**Records for this exercise:**
Begin

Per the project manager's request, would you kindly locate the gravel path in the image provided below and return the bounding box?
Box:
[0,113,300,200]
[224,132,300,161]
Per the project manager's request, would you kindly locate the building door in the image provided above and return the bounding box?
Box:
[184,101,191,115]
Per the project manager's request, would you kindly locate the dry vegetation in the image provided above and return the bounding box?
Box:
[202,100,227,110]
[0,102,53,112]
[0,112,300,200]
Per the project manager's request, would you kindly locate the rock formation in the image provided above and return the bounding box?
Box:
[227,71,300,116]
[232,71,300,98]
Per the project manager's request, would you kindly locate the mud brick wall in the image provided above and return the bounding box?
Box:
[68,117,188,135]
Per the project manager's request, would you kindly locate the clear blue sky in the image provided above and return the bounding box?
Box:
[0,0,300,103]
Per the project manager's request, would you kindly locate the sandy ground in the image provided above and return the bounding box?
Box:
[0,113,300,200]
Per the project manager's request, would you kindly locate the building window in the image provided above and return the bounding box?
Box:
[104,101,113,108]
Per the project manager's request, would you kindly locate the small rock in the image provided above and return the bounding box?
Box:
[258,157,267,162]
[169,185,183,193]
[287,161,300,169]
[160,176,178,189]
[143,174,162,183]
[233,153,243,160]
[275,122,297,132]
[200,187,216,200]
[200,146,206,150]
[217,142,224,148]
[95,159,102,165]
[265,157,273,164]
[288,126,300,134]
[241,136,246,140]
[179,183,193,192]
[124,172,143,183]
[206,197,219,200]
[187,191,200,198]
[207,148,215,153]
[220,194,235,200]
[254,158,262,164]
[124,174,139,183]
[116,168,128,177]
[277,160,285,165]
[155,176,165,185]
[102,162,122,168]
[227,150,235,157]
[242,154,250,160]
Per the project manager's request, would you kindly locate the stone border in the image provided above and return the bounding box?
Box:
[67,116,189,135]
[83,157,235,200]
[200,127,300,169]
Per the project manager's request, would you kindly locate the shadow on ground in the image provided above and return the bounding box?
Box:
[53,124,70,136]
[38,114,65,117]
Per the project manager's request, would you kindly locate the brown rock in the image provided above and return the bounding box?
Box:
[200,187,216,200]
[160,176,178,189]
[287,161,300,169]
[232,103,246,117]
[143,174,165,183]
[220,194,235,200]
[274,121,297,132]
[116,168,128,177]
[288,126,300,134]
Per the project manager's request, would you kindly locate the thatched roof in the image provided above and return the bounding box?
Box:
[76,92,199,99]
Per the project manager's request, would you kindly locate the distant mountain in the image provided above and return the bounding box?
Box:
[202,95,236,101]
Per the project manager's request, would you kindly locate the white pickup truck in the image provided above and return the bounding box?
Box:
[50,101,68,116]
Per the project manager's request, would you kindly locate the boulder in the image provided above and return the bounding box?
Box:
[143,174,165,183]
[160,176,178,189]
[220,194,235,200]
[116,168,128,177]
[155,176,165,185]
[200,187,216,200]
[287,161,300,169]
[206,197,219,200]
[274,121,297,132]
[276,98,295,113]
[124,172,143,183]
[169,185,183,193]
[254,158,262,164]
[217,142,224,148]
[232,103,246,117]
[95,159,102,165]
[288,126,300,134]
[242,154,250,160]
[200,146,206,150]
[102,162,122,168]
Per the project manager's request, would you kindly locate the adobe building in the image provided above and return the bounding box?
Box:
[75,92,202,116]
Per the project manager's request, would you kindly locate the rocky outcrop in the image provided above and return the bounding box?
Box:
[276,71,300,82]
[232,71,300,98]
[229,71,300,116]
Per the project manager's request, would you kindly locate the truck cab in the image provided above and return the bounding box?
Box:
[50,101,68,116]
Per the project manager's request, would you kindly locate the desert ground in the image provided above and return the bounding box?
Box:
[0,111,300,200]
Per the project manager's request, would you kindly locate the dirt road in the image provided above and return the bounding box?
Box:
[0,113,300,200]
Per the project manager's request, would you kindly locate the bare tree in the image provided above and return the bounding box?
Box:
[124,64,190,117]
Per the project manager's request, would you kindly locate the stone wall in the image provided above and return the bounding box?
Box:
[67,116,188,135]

End

**Given request:**
Can you give the data above again with every "project manager" swapped for "site supervisor" and nothing else changed?

**The response:**
Per the site supervisor's request, would you kindly locate the gravel path in the image provided below and return the bounding box?
Box:
[0,113,300,200]
[224,132,300,161]
Per the site supervisor's request, would you kindly locate the building door in the image provided above and return the bounding box?
Box:
[184,101,191,115]
Per the site supervisor's request, would you kindly locate the dry vegetation in the image provided above and return the bounding box?
Box:
[202,100,227,110]
[0,102,53,112]
[0,112,300,200]
Per the site supervisor's request, would you kindly locate the rock formation in the image provided above and return the bounding box?
Box:
[227,71,300,116]
[232,71,300,98]
Per the site supervisor's request, would you kindly locate the mud brick wall in the image provided above and return the bounding box?
Box:
[68,117,188,135]
Per the site supervisor's request, would you kindly locate the clear blue sky in the image provided above and return the bounding box?
Box:
[0,0,300,103]
Per the site supervisor's request, would you kindly locate the sandy ground in the image provided above and return the bounding box?
Box:
[0,113,300,200]
Per the site supervisor's request, would you kindly locate the building window in the image provided above and return the bounding box?
Box:
[104,101,113,108]
Per the site supervisor's request, would you kindly locate the small rock in the image provided above and return the bounding box?
Box:
[258,157,267,162]
[169,185,183,193]
[287,161,300,169]
[160,176,178,189]
[143,174,162,183]
[233,153,243,160]
[275,122,297,132]
[200,187,216,200]
[200,146,206,150]
[217,142,224,148]
[95,159,102,165]
[265,157,273,164]
[288,126,300,134]
[241,136,246,140]
[179,183,193,192]
[124,172,143,183]
[206,197,219,200]
[187,191,200,198]
[207,148,215,153]
[220,194,235,200]
[254,158,262,164]
[124,174,139,183]
[116,168,128,177]
[277,160,285,165]
[155,176,165,185]
[102,162,122,168]
[227,150,235,157]
[242,154,250,160]
Per the site supervisor's request, would you kindly locate the stone border in the image provided above and return the bounding box?
Box:
[67,116,189,135]
[83,157,235,200]
[200,127,300,169]
Per the site supervisor's request, would you kindly locate the shadow on ground in the image provided above and return the bounding box?
Box:
[53,124,70,136]
[38,114,65,117]
Per the site supervisor's request, would you kindly locate the brown rock in the image provided above and return the bounding box?
Box:
[200,187,216,200]
[160,176,178,189]
[287,161,300,169]
[232,103,246,117]
[143,174,165,183]
[220,194,235,200]
[274,121,297,132]
[116,168,128,177]
[288,126,300,134]
Per the site supervisor's request, would you kindly locate the thatched roof in the image provided above and return the bounding box?
Box:
[76,92,199,99]
Per the site supervisor's request, would you kindly locate the distant mountain in the image provided above and return the bounding box?
Box:
[202,95,236,101]
Per the site supervisor's request, would you kindly locate the white pickup truck in the image provided above and return the bounding box?
Box:
[50,101,68,116]
Per the site supervisor's request, would you kindly locate the boulder in the image provided above and return the bounding box?
Box:
[143,174,165,183]
[160,176,178,189]
[220,194,235,200]
[116,168,128,177]
[155,176,165,185]
[200,187,216,200]
[287,161,300,169]
[206,197,219,200]
[274,121,297,132]
[276,98,295,113]
[124,172,143,183]
[169,185,183,193]
[254,158,262,164]
[217,142,224,148]
[232,103,246,117]
[95,159,102,165]
[288,126,300,134]
[242,154,250,160]
[200,146,206,150]
[102,162,122,168]
Per the site supervisor's request, would you kindly locate the adobe building in the image provided above and return the bounding box?
Box:
[75,92,202,116]
Per the site supervisor's request, would you kindly locate the rocky outcrop in the image provided above and return the bounding box?
Box:
[276,71,300,82]
[232,71,300,98]
[229,71,300,116]
Per the site supervisor's request, would you kindly locate the truck cab in the image provided above and return the bounding box?
Box:
[50,101,68,116]
Per the site supervisor's request, would you kindly locate the desert ground in the image provided above and return the bounding box?
Box:
[0,111,300,200]
Per the site supervisor's request, would you kindly locate the dirt road in the image provided above and return the bounding box?
Box:
[0,113,300,200]
Per the site supervisor's request, would you kindly locate the bare tree in the image provided above and return the bounding box?
Box:
[124,64,190,117]
Per the site supervisor's request, would you kindly locate the stone wall in the image provided above and return the bounding box?
Box:
[67,116,188,135]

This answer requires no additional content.